§ Partes do exercício
A: Segundo o texto sobre o acordo de comissão de serviço, por que razão as compensações e meios previstos no número um da cláusula 2ª cessam automaticamente? Responda em uma a três frases.
B: Por favor, reproduza o trecho do texto sobre o acordo de comissão de serviço, começando em "88-O IHT incidia" e terminando em "contestação da trabalhadora.".
### Texto para ler
88-O IHT incidia sobre 21% do vencimento base acrescido de diuturnidades e do Complemento de Responsabilidade, conforme consta da cláusula 2ª, al. a) do Acordo que constitui o doc. nº 1 junto com a contestação da trabalhadora.
89-Resulta do nº 3 da cláusula 2ª do Acordo para o Exercício de Funções em Regime de Comissão de Serviço que constitui o Documento nº1 junto com a contestação, a seguinte redacção: “3. As compensações e meios constantes das alíneas do número um, vigoram exclusivamente enquanto o Segundo Contraente desempenhar as funções em regime de comissão de serviço, cessando automaticamente, na data do termo desta.”
90-Resulta da alínea c) do nº1 da 2ª Cl. do Acordo para o Exercício de Funções em Regime de Comissão de Serviço, que constitui o Documento nº1 junto com a contestação, a seguinte redacção: “1. No exercício das funções exercidas em comissão de serviço, referidas na cláusula antecedente, a segunda contraente receberá (…): c) Viatura de Utilização Permanente; d) Plafond de combustível de 1.750,00€ / ano, utilizando actualmente, o cartão Galp Frota como meio de pagamento; e) Telemóvel com plafond anual em chamadas de 700,00€.”
######
### Dados brutos
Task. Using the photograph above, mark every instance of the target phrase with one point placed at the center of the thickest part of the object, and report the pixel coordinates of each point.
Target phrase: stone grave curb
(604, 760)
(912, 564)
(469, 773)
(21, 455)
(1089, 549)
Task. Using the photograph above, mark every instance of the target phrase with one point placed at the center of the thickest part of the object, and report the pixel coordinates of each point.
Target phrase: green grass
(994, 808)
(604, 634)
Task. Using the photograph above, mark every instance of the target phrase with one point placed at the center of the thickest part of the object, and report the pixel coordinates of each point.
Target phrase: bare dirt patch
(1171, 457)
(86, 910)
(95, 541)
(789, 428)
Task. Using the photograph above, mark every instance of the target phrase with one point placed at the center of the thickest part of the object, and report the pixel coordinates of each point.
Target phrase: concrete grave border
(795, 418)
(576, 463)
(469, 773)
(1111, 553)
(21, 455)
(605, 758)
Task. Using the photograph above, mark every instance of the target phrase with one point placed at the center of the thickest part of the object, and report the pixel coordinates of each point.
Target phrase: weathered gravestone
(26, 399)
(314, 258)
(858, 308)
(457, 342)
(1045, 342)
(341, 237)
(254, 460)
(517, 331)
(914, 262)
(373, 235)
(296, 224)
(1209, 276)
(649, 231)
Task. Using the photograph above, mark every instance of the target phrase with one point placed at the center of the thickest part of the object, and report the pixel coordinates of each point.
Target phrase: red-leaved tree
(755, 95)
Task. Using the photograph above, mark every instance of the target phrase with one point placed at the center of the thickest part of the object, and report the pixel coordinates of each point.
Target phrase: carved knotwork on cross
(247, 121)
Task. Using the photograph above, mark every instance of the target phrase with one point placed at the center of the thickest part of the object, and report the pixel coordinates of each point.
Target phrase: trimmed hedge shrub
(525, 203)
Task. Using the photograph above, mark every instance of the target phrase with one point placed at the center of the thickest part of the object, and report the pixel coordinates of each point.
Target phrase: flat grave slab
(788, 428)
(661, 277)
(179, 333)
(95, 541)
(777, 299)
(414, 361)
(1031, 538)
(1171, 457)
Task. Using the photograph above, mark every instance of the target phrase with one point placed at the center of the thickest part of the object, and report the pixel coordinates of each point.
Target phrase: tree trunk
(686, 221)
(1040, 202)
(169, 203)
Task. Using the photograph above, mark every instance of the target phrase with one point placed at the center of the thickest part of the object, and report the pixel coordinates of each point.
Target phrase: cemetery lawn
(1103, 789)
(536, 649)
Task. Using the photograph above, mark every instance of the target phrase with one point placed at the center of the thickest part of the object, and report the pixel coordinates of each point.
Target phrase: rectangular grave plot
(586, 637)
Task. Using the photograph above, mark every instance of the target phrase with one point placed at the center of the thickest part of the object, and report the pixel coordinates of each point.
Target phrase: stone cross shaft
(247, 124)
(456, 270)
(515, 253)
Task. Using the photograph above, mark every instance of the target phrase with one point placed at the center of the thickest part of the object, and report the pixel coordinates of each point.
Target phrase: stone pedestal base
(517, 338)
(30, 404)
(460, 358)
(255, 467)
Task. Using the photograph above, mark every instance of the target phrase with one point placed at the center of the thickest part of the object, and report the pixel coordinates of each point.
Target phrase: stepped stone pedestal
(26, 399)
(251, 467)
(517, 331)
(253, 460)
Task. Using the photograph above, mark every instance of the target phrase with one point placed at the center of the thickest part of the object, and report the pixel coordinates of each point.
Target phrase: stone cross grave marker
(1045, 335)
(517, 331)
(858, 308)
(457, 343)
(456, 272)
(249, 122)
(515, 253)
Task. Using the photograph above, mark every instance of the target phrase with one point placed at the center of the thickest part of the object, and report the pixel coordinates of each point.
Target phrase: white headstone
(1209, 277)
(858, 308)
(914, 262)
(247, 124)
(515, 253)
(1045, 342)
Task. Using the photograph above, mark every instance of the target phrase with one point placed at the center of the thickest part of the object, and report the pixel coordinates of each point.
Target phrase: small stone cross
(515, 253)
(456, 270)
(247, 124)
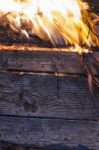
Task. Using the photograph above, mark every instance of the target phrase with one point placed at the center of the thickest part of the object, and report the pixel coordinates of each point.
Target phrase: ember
(60, 22)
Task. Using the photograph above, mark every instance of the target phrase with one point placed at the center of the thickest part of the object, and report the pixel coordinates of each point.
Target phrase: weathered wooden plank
(47, 96)
(40, 61)
(41, 132)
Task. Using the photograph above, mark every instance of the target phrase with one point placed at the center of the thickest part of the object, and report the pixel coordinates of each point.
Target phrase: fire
(63, 22)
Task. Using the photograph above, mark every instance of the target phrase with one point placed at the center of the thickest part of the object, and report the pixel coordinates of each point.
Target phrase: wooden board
(42, 132)
(48, 96)
(40, 61)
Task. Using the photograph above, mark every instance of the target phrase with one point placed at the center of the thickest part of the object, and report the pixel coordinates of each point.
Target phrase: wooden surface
(32, 61)
(39, 108)
(40, 132)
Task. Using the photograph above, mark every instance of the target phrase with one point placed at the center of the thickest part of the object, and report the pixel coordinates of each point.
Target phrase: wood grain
(42, 132)
(40, 61)
(47, 96)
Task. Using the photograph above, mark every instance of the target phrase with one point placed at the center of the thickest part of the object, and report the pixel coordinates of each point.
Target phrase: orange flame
(60, 21)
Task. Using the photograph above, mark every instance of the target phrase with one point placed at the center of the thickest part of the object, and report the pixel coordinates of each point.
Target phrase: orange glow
(60, 21)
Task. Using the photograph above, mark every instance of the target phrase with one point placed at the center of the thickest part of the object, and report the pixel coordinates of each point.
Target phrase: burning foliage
(60, 22)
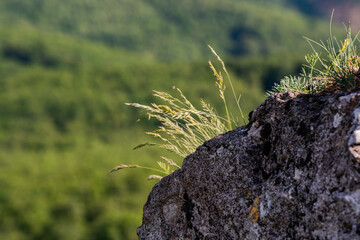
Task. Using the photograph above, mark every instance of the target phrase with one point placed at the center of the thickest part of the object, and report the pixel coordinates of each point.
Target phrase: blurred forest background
(67, 68)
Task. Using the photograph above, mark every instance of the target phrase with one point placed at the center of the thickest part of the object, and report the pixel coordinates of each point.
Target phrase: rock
(292, 173)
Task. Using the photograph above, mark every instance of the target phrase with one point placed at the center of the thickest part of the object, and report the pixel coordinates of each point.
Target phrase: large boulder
(292, 173)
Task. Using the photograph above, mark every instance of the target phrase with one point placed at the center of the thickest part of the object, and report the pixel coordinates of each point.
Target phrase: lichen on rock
(293, 172)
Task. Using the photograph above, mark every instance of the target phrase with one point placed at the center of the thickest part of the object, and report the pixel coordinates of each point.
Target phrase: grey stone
(292, 173)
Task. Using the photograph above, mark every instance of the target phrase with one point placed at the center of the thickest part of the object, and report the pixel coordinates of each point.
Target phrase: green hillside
(66, 70)
(169, 30)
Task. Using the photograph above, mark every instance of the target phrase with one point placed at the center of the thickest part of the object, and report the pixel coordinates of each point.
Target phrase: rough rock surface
(292, 173)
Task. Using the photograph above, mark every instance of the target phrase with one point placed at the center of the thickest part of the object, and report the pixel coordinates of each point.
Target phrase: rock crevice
(292, 172)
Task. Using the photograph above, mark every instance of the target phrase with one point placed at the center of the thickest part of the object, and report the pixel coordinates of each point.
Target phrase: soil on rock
(292, 173)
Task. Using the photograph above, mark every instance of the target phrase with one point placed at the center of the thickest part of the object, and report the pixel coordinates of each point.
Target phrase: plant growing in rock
(183, 127)
(338, 70)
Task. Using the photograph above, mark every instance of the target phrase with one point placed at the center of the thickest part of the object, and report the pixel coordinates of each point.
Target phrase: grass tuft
(332, 66)
(183, 127)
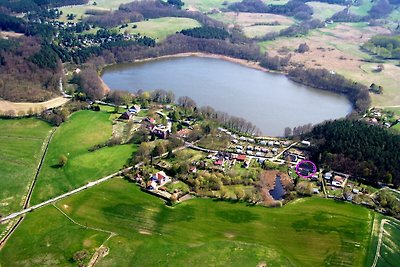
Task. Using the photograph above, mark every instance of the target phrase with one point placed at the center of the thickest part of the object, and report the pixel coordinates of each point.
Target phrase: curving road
(47, 202)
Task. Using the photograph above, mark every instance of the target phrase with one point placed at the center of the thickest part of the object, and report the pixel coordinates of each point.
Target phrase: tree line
(206, 32)
(28, 72)
(359, 149)
(35, 5)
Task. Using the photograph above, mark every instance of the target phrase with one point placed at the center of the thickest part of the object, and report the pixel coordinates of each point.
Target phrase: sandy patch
(24, 107)
(247, 19)
(6, 34)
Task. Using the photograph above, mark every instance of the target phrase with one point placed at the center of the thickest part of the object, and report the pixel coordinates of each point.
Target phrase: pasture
(337, 48)
(255, 24)
(202, 231)
(21, 148)
(79, 10)
(82, 131)
(48, 238)
(386, 252)
(323, 11)
(161, 28)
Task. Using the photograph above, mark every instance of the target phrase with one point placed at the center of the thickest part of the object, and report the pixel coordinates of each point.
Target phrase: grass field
(362, 10)
(161, 28)
(250, 22)
(323, 11)
(203, 232)
(337, 48)
(82, 131)
(21, 143)
(205, 5)
(388, 254)
(48, 238)
(80, 10)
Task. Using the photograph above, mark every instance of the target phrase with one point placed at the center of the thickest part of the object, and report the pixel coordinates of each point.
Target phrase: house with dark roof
(126, 116)
(134, 109)
(160, 178)
(241, 157)
(151, 185)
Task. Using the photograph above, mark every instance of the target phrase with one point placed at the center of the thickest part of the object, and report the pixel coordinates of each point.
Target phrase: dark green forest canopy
(35, 5)
(359, 149)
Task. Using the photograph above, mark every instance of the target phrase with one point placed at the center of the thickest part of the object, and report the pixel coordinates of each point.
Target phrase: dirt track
(24, 108)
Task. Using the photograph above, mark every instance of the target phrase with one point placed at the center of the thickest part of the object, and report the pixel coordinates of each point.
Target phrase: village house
(160, 178)
(126, 116)
(134, 109)
(338, 181)
(328, 175)
(184, 133)
(151, 185)
(306, 143)
(241, 157)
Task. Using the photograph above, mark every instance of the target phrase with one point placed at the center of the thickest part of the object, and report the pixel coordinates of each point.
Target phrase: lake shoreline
(243, 62)
(232, 83)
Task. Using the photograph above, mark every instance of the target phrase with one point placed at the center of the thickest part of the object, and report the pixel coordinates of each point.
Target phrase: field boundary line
(378, 247)
(39, 167)
(101, 251)
(26, 201)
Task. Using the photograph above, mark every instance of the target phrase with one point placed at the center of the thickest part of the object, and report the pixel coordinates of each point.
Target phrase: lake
(270, 101)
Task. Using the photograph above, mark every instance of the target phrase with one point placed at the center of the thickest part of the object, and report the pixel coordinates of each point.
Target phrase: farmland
(54, 242)
(255, 24)
(203, 231)
(324, 11)
(21, 148)
(82, 131)
(161, 28)
(337, 48)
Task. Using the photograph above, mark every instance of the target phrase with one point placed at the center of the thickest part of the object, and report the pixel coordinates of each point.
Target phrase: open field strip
(82, 131)
(21, 148)
(25, 108)
(202, 231)
(161, 28)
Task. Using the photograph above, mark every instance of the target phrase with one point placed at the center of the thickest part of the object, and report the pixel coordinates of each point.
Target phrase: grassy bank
(308, 232)
(82, 131)
(21, 143)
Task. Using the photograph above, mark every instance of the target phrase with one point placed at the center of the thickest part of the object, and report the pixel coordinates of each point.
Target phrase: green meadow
(48, 238)
(323, 11)
(73, 139)
(199, 232)
(21, 148)
(161, 28)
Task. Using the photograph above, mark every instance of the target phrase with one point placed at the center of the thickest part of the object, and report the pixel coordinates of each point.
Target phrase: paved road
(90, 184)
(47, 202)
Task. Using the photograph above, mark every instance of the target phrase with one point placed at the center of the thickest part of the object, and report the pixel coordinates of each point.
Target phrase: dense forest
(331, 81)
(359, 149)
(28, 71)
(387, 47)
(35, 5)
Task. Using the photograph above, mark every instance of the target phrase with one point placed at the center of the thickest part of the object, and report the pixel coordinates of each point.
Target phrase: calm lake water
(270, 101)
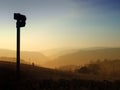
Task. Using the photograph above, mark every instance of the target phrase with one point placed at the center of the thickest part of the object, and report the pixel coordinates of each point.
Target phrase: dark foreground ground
(38, 78)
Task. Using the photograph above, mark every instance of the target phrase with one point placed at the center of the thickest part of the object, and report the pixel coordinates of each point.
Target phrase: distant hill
(85, 56)
(55, 53)
(29, 57)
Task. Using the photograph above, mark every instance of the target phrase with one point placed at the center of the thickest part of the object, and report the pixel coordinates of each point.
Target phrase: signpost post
(20, 23)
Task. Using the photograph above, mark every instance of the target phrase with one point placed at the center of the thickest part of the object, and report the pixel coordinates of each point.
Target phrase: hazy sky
(61, 23)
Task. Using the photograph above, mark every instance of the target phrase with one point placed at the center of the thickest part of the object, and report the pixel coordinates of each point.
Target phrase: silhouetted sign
######
§ Respostas por tarefa
A: As compensações e meios das alíneas do número um vigoram exclusivamente enquanto o Segundo Contraente desempenhar as funções em regime de comissão de serviço. Por isso, cessam automaticamente na data do termo dessa comissão.

B:
88-O IHT incidia sobre 21% do vencimento base acrescido de diuturnidades e do Complemento de Responsabilidade, conforme consta da cláusula 2ª, al. a) do Acordo que constitui o doc. nº 1 junto com a contestação da trabalhadora.